> [WRITTEN PROBLEM] Please rewrite the data below, starting with the line containing "sky --coords whole-pixels" and going on through the end of the data, keeping every line. Scale each coordinate in the answers by 1.15 and round it to a whole number, with halves rounded up.

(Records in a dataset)

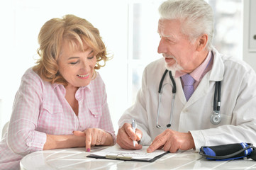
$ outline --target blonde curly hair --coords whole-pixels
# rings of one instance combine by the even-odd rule
[[[105,66],[108,57],[106,47],[99,31],[87,20],[74,15],[66,15],[62,18],[52,18],[41,28],[38,35],[40,58],[33,69],[47,81],[67,85],[67,81],[59,73],[57,61],[61,53],[63,43],[67,43],[71,49],[84,51],[86,44],[94,50],[96,57],[95,69]],[[100,64],[99,62],[104,64]]]

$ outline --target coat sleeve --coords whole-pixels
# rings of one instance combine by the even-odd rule
[[[143,72],[141,89],[138,92],[134,105],[124,112],[118,121],[120,128],[125,123],[131,123],[132,118],[134,118],[137,122],[137,128],[143,132],[143,137],[140,140],[140,144],[143,145],[150,145],[151,143],[151,137],[148,131],[148,115],[146,106],[147,98],[148,98],[147,76],[146,67]]]
[[[235,103],[233,107],[225,103],[221,106],[229,107],[228,109],[231,110],[230,124],[216,128],[191,130],[197,151],[201,146],[206,145],[214,146],[237,142],[256,144],[255,72],[250,69],[239,72],[232,69],[231,72],[235,72],[230,75],[233,76],[230,79],[234,79],[233,83],[235,83],[236,86],[229,83],[230,89],[221,92],[226,96],[226,98],[233,100]]]

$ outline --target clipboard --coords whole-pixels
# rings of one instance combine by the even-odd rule
[[[162,149],[157,149],[152,153],[148,153],[148,146],[143,146],[140,150],[126,150],[121,148],[119,145],[116,144],[101,151],[91,153],[87,157],[152,162],[169,153]]]

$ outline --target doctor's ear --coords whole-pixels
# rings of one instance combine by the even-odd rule
[[[204,50],[205,48],[205,47],[206,46],[208,42],[208,35],[207,34],[203,34],[202,35],[201,35],[200,37],[199,37],[199,38],[197,39],[197,47],[196,47],[196,50],[197,51],[201,51],[202,50]]]

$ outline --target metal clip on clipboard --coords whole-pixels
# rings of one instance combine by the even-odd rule
[[[121,154],[118,154],[116,156],[106,154],[106,159],[121,159],[121,160],[130,160],[132,159],[130,157],[125,157]]]

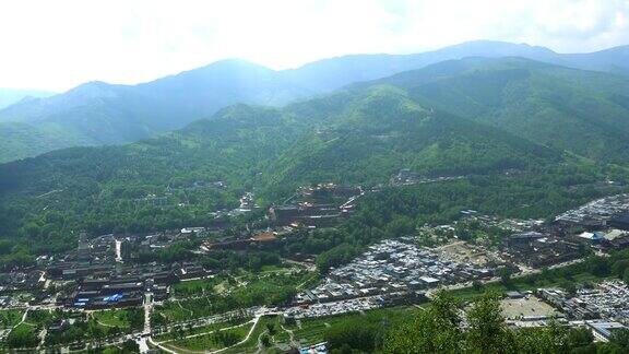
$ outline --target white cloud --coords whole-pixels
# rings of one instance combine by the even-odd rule
[[[483,38],[590,51],[627,33],[627,0],[3,1],[0,86],[137,83],[229,57],[280,69]]]

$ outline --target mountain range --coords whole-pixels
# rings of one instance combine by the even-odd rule
[[[204,225],[245,191],[268,204],[321,181],[385,185],[403,168],[470,178],[476,185],[458,192],[479,193],[470,198],[502,186],[500,196],[527,193],[546,205],[571,186],[629,181],[628,92],[624,75],[465,58],[283,107],[236,104],[134,143],[0,165],[0,234],[46,245],[81,228]],[[228,187],[190,191],[218,180]]]
[[[63,94],[5,107],[0,110],[0,162],[68,146],[133,142],[182,128],[229,105],[284,106],[357,82],[467,57],[521,57],[618,76],[629,73],[629,47],[565,55],[486,40],[415,55],[345,56],[283,71],[223,60],[138,85],[90,82]],[[622,105],[624,97],[609,99]]]

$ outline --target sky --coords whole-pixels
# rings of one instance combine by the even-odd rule
[[[0,87],[134,84],[242,58],[273,69],[492,39],[586,52],[629,44],[629,0],[0,1]]]

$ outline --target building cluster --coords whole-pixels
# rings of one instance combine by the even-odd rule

> [THE SOLUTION]
$ outline --target sky --coords whole-pixels
# rings of one instance combine by the even-odd rule
[[[0,100],[154,97],[278,67],[314,79],[566,45],[674,60],[723,51],[723,0],[0,1]]]

$ outline --target building cluster --coords whole-pixels
# rings of one instance combine by the even-odd rule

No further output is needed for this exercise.